Tally the lines of the data below that contain the word "tree". State only the number.
════════
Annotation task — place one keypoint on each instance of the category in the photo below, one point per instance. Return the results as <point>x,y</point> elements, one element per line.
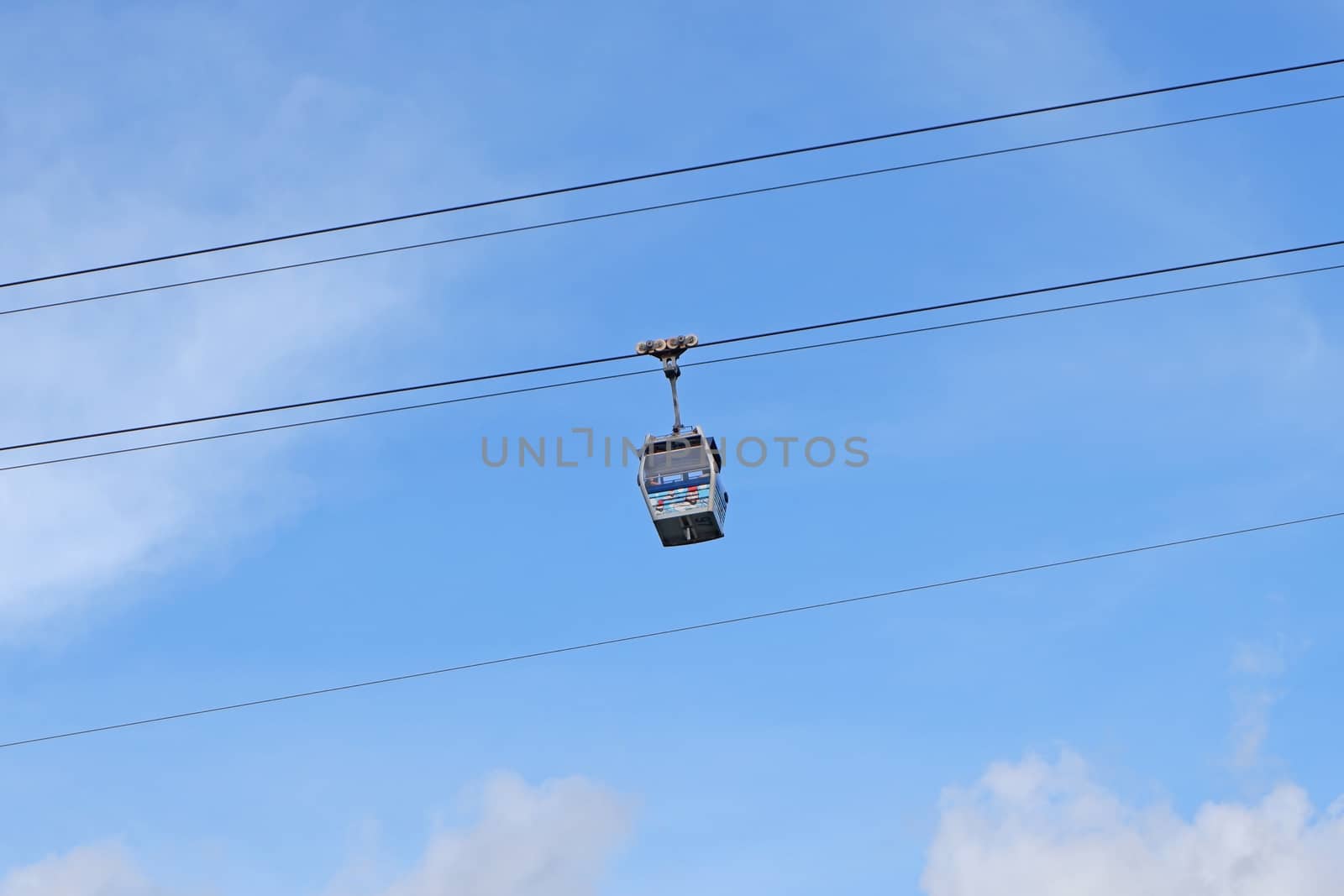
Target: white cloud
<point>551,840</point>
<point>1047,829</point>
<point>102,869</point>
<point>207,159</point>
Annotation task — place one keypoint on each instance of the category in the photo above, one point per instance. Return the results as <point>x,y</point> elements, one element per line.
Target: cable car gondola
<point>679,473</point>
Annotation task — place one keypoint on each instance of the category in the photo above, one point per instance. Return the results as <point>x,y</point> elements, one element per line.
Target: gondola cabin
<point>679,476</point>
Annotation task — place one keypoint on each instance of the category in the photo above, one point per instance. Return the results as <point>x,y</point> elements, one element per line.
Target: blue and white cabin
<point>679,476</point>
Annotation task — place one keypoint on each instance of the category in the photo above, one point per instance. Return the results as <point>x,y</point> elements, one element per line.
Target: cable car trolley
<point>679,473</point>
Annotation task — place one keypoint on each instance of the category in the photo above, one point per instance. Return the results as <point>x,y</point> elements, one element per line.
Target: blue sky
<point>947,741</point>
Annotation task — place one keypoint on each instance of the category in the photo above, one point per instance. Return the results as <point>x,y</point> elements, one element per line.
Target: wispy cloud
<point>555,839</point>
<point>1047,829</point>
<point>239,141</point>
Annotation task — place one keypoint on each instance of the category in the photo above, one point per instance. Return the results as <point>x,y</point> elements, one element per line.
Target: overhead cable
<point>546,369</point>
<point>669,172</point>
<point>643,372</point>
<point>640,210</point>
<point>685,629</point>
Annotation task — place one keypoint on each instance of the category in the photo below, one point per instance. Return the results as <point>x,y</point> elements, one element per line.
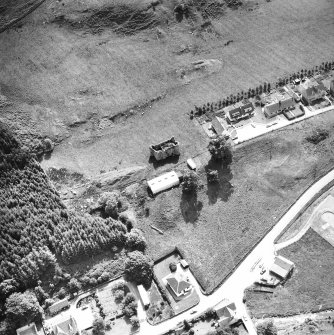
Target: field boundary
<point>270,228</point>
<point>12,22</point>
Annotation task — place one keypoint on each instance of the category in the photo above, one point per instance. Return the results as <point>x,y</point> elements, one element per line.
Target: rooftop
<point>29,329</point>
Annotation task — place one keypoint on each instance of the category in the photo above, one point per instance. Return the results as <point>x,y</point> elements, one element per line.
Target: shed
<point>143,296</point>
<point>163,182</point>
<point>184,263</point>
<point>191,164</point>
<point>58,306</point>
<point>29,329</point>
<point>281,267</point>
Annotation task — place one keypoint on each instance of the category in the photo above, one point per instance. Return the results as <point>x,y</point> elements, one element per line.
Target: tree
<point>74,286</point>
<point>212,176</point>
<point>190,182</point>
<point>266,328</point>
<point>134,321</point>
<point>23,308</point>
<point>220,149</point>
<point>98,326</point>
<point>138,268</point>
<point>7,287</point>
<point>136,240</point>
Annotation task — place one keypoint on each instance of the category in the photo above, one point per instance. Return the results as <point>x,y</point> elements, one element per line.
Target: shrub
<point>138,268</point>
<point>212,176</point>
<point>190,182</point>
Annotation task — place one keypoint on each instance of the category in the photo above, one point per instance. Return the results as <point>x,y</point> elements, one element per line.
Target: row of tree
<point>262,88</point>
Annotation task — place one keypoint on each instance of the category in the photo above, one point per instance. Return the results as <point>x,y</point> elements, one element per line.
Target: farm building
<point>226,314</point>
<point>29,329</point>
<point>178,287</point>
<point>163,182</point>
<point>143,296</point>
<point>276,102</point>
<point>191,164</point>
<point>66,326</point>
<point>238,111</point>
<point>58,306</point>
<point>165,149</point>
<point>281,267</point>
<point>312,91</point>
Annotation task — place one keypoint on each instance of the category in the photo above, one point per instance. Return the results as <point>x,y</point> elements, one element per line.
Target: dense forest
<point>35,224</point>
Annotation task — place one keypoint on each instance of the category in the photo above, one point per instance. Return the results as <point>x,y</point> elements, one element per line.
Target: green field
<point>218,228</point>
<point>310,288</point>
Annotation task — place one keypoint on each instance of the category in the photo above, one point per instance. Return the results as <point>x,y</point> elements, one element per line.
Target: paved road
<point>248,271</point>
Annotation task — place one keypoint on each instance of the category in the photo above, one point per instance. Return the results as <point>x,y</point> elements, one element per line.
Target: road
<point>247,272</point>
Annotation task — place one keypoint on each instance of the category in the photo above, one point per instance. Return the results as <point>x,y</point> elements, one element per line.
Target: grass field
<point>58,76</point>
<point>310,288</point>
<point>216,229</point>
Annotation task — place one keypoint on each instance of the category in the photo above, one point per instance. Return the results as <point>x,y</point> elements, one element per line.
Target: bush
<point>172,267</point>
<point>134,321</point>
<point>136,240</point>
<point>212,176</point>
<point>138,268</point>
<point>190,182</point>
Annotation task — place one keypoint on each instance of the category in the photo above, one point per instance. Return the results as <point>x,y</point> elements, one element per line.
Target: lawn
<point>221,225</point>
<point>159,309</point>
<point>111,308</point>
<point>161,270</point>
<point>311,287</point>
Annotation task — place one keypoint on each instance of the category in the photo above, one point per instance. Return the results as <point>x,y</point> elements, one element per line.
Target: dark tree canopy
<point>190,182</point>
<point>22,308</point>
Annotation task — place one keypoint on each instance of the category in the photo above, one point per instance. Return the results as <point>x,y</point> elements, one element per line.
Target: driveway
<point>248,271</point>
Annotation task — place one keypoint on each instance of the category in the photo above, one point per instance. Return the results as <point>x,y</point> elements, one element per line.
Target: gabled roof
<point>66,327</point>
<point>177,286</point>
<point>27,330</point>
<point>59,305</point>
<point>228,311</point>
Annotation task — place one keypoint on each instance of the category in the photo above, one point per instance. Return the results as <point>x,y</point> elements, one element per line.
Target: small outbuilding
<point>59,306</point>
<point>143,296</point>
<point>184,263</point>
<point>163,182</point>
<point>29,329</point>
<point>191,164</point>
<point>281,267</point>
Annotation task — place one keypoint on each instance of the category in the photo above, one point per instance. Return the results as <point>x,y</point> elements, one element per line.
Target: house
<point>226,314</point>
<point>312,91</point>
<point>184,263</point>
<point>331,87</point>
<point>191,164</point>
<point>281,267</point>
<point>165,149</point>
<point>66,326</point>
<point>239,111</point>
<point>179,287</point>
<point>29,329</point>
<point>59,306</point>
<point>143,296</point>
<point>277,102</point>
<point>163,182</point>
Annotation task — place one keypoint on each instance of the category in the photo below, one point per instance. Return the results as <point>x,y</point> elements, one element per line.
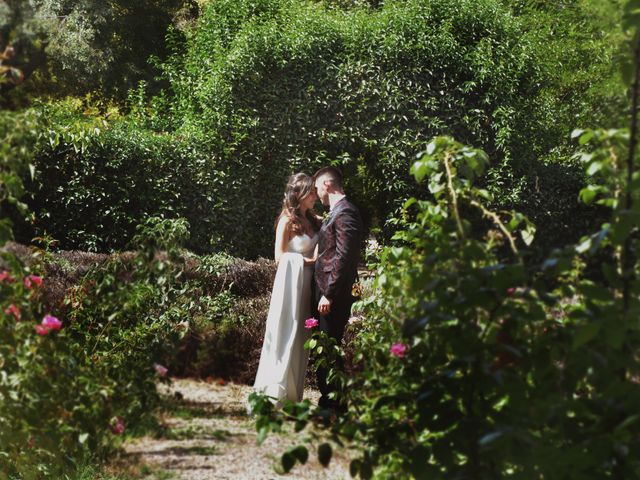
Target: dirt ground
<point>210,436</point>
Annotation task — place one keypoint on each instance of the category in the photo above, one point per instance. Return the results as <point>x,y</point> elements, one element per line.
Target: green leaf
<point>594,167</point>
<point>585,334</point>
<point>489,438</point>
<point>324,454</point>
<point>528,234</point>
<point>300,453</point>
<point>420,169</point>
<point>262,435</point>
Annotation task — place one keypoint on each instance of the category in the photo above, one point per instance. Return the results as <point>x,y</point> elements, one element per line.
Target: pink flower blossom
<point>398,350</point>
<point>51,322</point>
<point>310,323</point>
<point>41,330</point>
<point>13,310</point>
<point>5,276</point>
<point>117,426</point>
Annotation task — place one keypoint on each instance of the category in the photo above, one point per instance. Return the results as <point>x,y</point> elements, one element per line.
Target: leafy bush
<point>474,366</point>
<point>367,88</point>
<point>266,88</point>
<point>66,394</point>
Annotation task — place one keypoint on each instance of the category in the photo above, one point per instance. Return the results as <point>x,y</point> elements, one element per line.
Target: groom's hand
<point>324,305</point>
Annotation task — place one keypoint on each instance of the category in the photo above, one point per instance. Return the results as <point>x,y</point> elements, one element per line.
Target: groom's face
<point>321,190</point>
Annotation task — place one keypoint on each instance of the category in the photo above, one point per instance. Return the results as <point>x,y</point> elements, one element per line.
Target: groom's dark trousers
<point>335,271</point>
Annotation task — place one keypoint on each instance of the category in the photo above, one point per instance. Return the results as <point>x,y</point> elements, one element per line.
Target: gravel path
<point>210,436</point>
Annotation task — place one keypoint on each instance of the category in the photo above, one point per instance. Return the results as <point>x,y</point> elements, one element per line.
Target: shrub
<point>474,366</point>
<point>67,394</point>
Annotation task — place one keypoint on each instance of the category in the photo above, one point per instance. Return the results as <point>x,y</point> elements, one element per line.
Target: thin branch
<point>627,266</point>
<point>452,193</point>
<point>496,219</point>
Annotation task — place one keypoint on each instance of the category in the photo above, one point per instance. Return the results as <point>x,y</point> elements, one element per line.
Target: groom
════════
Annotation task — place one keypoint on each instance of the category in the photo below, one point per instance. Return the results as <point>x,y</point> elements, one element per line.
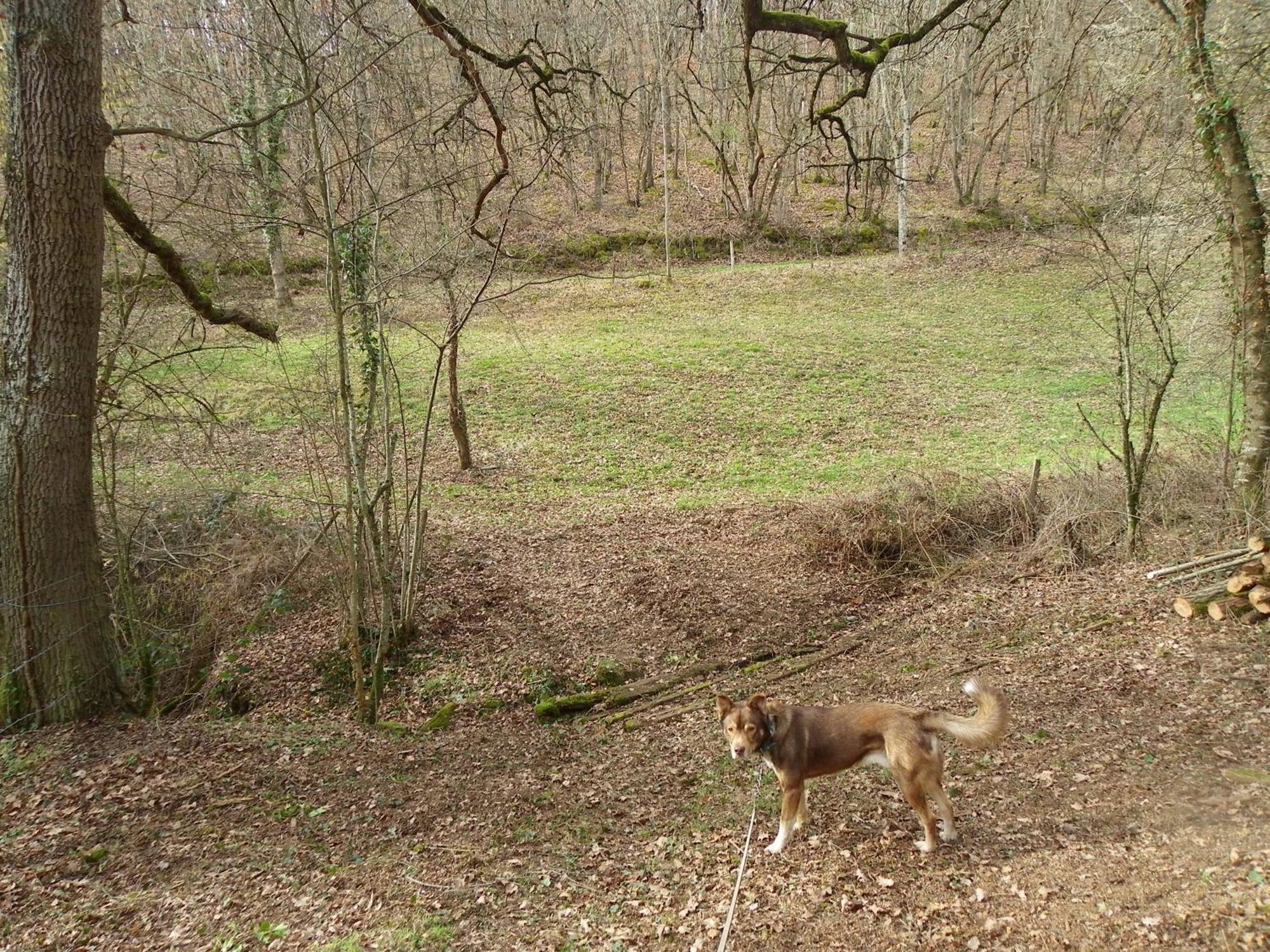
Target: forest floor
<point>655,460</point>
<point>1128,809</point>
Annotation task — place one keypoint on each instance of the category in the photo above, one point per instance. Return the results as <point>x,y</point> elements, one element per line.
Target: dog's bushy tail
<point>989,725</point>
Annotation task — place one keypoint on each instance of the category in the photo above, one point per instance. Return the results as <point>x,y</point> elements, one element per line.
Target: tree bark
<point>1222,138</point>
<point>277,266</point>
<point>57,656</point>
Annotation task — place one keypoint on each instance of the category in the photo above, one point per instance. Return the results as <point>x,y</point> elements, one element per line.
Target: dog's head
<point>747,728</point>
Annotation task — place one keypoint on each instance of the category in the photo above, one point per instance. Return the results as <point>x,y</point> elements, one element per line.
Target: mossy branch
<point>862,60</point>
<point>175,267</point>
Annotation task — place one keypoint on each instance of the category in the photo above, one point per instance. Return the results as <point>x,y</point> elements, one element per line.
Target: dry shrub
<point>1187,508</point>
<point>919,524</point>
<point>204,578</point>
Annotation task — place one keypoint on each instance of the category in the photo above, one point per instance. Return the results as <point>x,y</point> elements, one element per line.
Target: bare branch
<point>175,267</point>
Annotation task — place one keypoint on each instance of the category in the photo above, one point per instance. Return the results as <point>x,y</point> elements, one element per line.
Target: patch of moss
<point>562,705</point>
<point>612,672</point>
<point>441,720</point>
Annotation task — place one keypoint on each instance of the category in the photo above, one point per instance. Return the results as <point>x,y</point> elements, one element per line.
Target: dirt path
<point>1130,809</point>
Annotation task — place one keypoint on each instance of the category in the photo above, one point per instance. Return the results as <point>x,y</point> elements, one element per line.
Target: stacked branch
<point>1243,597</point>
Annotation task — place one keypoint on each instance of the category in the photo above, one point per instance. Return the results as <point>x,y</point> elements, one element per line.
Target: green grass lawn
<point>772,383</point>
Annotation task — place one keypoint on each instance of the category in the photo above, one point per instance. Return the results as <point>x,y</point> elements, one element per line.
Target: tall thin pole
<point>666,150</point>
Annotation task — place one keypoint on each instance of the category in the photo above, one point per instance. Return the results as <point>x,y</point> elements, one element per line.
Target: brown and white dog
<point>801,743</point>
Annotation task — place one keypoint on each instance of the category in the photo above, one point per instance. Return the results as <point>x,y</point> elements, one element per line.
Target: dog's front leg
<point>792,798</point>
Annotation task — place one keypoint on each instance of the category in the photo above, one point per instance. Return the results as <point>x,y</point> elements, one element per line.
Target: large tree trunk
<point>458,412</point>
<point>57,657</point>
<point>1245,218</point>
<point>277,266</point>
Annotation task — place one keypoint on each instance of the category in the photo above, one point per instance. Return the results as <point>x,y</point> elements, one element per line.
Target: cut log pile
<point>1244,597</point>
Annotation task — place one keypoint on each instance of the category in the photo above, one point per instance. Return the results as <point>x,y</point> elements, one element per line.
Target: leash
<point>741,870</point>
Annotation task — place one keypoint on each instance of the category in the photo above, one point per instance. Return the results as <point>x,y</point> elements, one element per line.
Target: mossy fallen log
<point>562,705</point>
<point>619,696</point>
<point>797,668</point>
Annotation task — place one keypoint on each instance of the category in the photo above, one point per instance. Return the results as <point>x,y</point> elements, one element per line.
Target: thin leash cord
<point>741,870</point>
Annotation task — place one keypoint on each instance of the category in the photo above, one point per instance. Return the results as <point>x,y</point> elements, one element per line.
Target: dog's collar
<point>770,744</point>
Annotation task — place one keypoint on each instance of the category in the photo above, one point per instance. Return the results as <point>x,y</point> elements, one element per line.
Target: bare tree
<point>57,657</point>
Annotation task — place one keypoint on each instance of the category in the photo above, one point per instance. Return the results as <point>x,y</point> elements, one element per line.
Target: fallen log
════════
• [Output of the exercise]:
6